- Task requirements:
Reproduce exactly, from the line containing "One point belongs to every instance of the outstretched", every line down to the end of the data below.

····················

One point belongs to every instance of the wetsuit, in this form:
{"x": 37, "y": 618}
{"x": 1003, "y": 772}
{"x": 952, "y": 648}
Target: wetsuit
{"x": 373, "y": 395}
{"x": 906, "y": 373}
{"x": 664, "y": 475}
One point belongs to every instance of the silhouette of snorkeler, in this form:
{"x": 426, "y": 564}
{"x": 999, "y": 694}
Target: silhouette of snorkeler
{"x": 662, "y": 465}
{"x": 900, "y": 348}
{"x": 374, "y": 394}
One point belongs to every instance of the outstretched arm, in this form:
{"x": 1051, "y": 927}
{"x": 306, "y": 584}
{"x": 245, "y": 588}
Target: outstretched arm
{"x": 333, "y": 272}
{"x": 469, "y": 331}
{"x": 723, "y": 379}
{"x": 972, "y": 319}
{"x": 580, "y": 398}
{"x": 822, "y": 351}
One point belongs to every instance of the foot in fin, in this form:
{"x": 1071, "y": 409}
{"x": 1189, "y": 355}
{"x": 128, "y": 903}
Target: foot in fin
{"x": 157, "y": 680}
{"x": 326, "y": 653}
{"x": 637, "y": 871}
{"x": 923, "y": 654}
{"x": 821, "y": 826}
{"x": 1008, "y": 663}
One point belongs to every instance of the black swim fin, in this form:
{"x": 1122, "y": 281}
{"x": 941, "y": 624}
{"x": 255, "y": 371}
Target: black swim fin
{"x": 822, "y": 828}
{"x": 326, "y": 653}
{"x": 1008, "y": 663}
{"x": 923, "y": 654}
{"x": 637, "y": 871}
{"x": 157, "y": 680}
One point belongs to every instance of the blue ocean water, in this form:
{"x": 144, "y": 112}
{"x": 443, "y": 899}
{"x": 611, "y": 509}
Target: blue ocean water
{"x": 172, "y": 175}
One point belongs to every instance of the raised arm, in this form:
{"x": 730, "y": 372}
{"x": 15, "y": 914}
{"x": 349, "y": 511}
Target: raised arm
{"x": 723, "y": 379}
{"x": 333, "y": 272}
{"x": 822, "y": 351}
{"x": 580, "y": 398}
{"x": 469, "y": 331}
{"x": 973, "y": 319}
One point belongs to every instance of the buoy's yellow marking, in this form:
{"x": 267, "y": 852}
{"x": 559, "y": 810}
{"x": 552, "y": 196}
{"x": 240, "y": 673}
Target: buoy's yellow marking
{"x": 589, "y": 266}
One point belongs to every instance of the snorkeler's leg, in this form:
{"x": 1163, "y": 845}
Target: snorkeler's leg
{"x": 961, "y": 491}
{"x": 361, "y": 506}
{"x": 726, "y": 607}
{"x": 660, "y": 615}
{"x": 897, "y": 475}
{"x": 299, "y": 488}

····················

- Finished exercise:
One point belongs to every instance of the outstretched arm, in this form:
{"x": 1051, "y": 927}
{"x": 306, "y": 584}
{"x": 245, "y": 588}
Target: outstretched arm
{"x": 333, "y": 272}
{"x": 469, "y": 331}
{"x": 723, "y": 379}
{"x": 972, "y": 319}
{"x": 580, "y": 398}
{"x": 822, "y": 351}
One point belongs to every instance of the foot in fin, in this form:
{"x": 1071, "y": 409}
{"x": 1189, "y": 355}
{"x": 128, "y": 903}
Target: foot in fin
{"x": 157, "y": 680}
{"x": 326, "y": 653}
{"x": 637, "y": 871}
{"x": 923, "y": 654}
{"x": 821, "y": 826}
{"x": 1008, "y": 663}
One point belongs to every instance of the black swim fin, in this form:
{"x": 1122, "y": 281}
{"x": 941, "y": 624}
{"x": 255, "y": 371}
Target: black swim fin
{"x": 822, "y": 828}
{"x": 326, "y": 653}
{"x": 1008, "y": 663}
{"x": 923, "y": 654}
{"x": 637, "y": 871}
{"x": 157, "y": 680}
One point belongs to every instance of the blue ocean water, in this form:
{"x": 144, "y": 112}
{"x": 443, "y": 899}
{"x": 611, "y": 509}
Target: blue ocean water
{"x": 172, "y": 175}
One point belongs to every instance of the raised arm, in this form:
{"x": 730, "y": 372}
{"x": 15, "y": 914}
{"x": 349, "y": 511}
Target: raised arm
{"x": 723, "y": 379}
{"x": 333, "y": 272}
{"x": 822, "y": 351}
{"x": 580, "y": 398}
{"x": 469, "y": 331}
{"x": 973, "y": 319}
One point belongs to every instance of the buoy's yellow marking, in this form:
{"x": 267, "y": 852}
{"x": 559, "y": 810}
{"x": 552, "y": 196}
{"x": 240, "y": 673}
Target: buoy's yellow marking
{"x": 589, "y": 266}
One point belongs to every instance of the snorkeler's leg, in this form:
{"x": 1163, "y": 845}
Target: snorkeler's leg
{"x": 961, "y": 491}
{"x": 361, "y": 506}
{"x": 726, "y": 607}
{"x": 660, "y": 615}
{"x": 897, "y": 475}
{"x": 299, "y": 488}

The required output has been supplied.